What you will do: Count the lines in the data below that contain the string "nose", and give only that number.

Data shown:
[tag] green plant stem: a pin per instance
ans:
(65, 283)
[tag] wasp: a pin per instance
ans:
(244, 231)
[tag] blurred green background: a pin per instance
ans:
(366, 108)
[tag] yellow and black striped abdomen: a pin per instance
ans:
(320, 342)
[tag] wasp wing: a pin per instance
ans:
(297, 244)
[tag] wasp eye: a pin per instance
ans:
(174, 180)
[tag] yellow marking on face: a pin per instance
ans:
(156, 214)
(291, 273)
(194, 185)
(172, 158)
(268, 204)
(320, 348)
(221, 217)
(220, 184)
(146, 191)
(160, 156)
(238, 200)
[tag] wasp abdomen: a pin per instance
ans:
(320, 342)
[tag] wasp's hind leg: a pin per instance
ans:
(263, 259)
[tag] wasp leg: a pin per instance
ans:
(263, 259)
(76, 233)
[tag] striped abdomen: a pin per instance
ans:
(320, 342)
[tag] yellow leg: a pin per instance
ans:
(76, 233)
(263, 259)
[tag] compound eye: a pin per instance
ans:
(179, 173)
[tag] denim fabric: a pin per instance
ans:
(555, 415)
* * *
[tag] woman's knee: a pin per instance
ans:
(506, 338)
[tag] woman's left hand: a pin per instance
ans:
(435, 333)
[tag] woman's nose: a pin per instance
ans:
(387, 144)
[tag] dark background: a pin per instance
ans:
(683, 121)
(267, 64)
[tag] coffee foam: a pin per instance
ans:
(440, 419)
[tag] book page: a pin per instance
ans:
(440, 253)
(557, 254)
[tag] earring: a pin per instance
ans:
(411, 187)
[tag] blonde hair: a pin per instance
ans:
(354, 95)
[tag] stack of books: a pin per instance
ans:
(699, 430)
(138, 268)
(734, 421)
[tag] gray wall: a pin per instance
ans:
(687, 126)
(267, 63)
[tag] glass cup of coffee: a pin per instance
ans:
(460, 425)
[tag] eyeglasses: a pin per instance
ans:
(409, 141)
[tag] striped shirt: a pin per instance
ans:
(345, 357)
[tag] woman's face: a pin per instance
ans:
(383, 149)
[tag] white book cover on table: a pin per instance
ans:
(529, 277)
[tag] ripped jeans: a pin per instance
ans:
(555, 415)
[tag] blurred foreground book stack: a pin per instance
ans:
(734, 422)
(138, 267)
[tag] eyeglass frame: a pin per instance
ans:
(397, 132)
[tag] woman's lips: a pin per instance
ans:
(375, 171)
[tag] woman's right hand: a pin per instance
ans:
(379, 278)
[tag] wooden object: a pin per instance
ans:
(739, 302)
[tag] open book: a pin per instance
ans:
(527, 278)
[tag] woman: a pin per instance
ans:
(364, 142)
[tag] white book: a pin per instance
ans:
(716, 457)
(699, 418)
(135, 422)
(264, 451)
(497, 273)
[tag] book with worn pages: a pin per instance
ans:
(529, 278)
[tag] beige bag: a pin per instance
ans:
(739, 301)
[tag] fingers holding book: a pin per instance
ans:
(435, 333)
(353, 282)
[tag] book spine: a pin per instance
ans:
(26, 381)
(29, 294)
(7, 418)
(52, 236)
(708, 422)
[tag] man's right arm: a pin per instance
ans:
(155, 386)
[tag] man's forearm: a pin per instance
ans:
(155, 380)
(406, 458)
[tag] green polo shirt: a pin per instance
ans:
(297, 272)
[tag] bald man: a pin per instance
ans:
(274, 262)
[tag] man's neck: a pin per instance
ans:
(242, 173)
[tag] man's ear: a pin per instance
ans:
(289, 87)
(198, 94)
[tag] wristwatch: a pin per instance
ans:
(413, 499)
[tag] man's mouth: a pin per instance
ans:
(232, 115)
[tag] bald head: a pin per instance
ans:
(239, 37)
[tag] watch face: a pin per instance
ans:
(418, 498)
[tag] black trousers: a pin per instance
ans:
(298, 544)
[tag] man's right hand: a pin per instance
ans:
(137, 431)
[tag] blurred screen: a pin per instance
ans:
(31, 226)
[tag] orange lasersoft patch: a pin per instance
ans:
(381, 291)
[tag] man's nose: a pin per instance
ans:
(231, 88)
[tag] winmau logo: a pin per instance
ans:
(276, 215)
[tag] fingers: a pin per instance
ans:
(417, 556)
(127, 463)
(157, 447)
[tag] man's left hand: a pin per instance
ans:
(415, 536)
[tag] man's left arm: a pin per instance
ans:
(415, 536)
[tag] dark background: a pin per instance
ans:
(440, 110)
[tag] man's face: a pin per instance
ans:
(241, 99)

Expected answer: 2